◆ Information:
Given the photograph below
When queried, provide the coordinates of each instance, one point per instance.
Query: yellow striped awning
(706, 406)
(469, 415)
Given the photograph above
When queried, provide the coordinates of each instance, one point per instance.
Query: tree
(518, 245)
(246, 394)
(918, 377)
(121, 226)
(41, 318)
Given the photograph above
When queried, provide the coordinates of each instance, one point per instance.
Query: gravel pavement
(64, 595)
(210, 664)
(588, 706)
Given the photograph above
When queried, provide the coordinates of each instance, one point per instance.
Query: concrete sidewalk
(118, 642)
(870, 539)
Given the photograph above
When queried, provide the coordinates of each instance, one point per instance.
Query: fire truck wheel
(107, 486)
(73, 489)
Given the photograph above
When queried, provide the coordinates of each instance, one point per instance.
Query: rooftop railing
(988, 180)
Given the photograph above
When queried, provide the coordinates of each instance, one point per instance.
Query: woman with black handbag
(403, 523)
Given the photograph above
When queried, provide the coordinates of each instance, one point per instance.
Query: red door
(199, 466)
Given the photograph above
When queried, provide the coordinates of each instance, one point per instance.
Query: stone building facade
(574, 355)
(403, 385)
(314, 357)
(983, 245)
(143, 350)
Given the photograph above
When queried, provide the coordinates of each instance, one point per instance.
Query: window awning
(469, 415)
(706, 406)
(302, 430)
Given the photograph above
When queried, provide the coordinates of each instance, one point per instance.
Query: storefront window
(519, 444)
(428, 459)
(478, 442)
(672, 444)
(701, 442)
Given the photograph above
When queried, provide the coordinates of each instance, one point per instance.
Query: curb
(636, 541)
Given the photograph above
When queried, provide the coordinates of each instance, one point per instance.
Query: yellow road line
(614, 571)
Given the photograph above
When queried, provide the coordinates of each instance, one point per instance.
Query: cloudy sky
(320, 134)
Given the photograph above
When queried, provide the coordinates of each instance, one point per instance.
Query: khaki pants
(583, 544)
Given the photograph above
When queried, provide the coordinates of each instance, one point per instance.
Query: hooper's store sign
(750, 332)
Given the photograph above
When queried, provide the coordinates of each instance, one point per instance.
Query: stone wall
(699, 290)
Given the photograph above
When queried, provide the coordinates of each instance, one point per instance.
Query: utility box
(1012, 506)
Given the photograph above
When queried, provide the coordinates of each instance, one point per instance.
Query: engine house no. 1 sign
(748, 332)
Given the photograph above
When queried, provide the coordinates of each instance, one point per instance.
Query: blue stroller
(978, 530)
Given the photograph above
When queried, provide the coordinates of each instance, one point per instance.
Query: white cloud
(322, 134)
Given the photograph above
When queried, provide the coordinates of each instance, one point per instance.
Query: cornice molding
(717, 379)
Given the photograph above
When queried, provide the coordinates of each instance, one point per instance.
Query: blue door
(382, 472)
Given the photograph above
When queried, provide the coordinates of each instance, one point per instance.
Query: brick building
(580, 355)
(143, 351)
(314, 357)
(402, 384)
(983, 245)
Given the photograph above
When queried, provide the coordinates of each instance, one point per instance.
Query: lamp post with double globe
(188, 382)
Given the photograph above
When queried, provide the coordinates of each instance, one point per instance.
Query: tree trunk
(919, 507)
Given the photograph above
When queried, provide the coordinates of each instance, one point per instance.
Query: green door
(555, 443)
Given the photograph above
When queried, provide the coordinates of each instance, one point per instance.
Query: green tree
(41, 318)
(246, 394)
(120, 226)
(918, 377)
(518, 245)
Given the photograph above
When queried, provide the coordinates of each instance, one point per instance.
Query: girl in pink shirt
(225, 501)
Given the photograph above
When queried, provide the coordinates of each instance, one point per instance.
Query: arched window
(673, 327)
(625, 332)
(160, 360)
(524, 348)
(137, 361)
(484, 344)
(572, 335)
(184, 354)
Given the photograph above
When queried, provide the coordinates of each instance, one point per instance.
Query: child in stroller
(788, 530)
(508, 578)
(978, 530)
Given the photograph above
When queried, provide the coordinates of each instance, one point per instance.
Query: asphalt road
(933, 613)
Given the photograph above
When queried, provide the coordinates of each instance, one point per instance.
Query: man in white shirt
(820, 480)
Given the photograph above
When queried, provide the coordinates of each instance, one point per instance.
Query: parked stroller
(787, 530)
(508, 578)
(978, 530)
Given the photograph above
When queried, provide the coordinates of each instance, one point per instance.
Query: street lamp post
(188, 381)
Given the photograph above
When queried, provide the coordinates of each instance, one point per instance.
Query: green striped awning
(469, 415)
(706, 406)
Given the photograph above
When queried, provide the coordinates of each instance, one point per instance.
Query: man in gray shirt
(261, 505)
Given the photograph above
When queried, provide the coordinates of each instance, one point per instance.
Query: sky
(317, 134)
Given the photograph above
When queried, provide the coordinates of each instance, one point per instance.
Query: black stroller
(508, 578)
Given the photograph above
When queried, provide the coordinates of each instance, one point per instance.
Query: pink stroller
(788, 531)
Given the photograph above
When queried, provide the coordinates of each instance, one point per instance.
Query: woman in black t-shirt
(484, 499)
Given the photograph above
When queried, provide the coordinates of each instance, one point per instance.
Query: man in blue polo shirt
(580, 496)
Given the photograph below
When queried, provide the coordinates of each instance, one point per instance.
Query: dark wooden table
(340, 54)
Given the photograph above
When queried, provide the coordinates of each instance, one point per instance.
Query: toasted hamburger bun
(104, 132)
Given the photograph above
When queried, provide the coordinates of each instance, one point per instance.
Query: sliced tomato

◆ Exercise requirements: All of the entries above need to be reproduced exactly.

◆ Output of the task:
Given the photograph below
When queried, provide the coordinates of each instance, one point per instance.
Query: yellow striped awning
(706, 406)
(469, 415)
Given the photograph above
When queried, provide the coordinates of each instance, one point per instance.
Query: tree
(518, 245)
(246, 394)
(918, 377)
(121, 226)
(41, 318)
Given the photograph above
When queried, provide the coordinates of each instance, one point per instance.
Query: gravel pavement
(64, 595)
(210, 664)
(588, 706)
Given the photograph above
When queried, provide the coordinates of each instance, one point per instance.
Query: concrete sidewalk
(118, 642)
(870, 539)
Given the photograph above
When queried, provide the coordinates of each instance, one point per instance.
Query: fire truck wheel
(107, 486)
(73, 489)
Given the photograph above
When queried, provide the coordinates of each instance, one point per instance.
Query: rooftop railing
(988, 180)
Given the photograph above
When queried, provide the coordinates of each instance, one point per instance.
Query: woman with black handbag
(403, 523)
Given the photograph above
When queried, provide the coordinates of each instance, one point per instance.
Query: red door
(199, 466)
Given the photograph above
When queried, provide the coordinates of each instance, one point per instance.
Query: stone building facade
(574, 355)
(403, 385)
(314, 357)
(983, 245)
(143, 350)
Given the photograph above
When queried, provide the coordinates of each instance, one point per instance.
Query: window awning
(469, 415)
(706, 406)
(302, 430)
Given the photograph above
When queried, provide the coordinates of each instance, one point per instance.
Query: storefront window
(519, 444)
(428, 459)
(478, 442)
(672, 444)
(701, 442)
Given the photograph above
When queried, provide the coordinates of each instance, one point per instance.
Query: curb
(636, 541)
Given the photograph above
When queried, provide the coordinates of each instance, one point per instance.
Query: yellow road line
(614, 571)
Given the photograph above
When queried, provide the coordinates of each instance, one point per instance.
Query: cloudy sky
(320, 134)
Given the photograph above
When queried, provide the coordinates of each instance, one point per instance.
Query: khaki pants
(583, 544)
Given the photograph above
When queried, provide the coordinates of each instance, one point per instance.
Query: hooper's store sign
(750, 332)
Given the photograph above
When queried, provide the coordinates of each instance, one point per instance.
Query: stone wall
(699, 290)
Given the photograph above
When queried, provide the coordinates of each instance, one point per instance.
Query: utility box
(1012, 506)
Given the photograph above
When queried, provide the coordinates of each instance, one point per instance.
Query: engine house no. 1 sign
(748, 332)
Given the photograph above
When queried, provide the coordinates of each instance, one point per instance.
Query: blue stroller
(978, 530)
Given the photograph above
When queried, provide the coordinates of each instance, one point per instance.
Query: white cloud
(322, 134)
Given the photograph above
When queried, provide the coordinates of each instance, one point per instance.
Query: cornice molding
(717, 379)
Given the photograph above
When queried, provide the coordinates of each instance, one point per instance.
Query: blue door
(382, 472)
Given the photograph above
When queried, provide the coordinates of each instance, one point per instance.
Query: brick building
(580, 355)
(143, 351)
(314, 357)
(402, 384)
(983, 245)
Given the photograph above
When queried, provide the coordinates of each instance, one point per instance.
Query: lamp post with double globe
(188, 382)
Given the photograph above
When queried, provide the coordinates of each instance, one point per instance.
Query: tree trunk
(919, 507)
Given the photograph above
When queried, provide the coordinates of each instance, one point per instance.
Query: green door
(555, 443)
Given the photograph above
When queried, provide the coordinates of each instance, one point per instance.
Query: green tree
(41, 318)
(246, 394)
(120, 226)
(918, 377)
(518, 245)
Given the photograph above
When queried, provide the coordinates of each instance, one point per instance.
Query: girl in pink shirt
(225, 501)
Given the photograph above
When queried, provide the coordinates of each instance, one point per instance.
Query: arched window
(673, 327)
(625, 332)
(160, 360)
(524, 348)
(137, 361)
(484, 344)
(572, 335)
(184, 354)
Given the photograph above
When queried, provide the coordinates of each instance, one point per instance.
Query: child in stroller
(788, 530)
(508, 578)
(978, 530)
Given the photograph above
When queried, provide the coordinates of each instance, one point per instance.
Query: asphalt road
(933, 613)
Given the photograph above
When queried, provide the coordinates of each instance, one point per instance.
Query: man in white shirt
(820, 480)
Given the photograph above
When queried, provide the coordinates of each instance, one point per instance.
Query: parked stroller
(787, 530)
(508, 578)
(978, 530)
Given the photograph above
When queried, provide the coordinates of each instance, one point per instance.
Query: street lamp post
(188, 381)
Given the photograph above
When queried, provide the coordinates of each instance, one point per instance.
Query: green striped awning
(469, 415)
(706, 406)
Given the photograph above
When queried, provide the coordinates of each instance, one point per instance.
Query: man in gray shirt
(261, 505)
Given the photograph above
When queried, provide the coordinates of each instance, one point per instance.
Query: sky
(317, 134)
Given the photograph above
When queried, provide the coordinates of each instance, one point per instance.
Query: black stroller
(508, 578)
Given the photograph above
When queried, provide the coordinates of each instance, one point per instance.
Query: pink stroller
(788, 531)
Given the photograph above
When queried, provide the coordinates of each instance, one point per instance.
Query: woman in black t-shirt
(484, 499)
Given the photograph above
When queried, provide the coordinates of each instance, one point per instance.
Query: man in blue polo shirt
(580, 496)
Given the photograph below
When queried, provide the coordinates of each instance, one point per instance.
Query: dark wooden table
(340, 54)
Given the photograph above
When queried, provide the coordinates of each instance, one point per instance.
Query: toasted hamburger bun
(104, 132)
Given the photograph above
When queried, provide the coordinates of each instance, one point per instance.
Query: sliced tomato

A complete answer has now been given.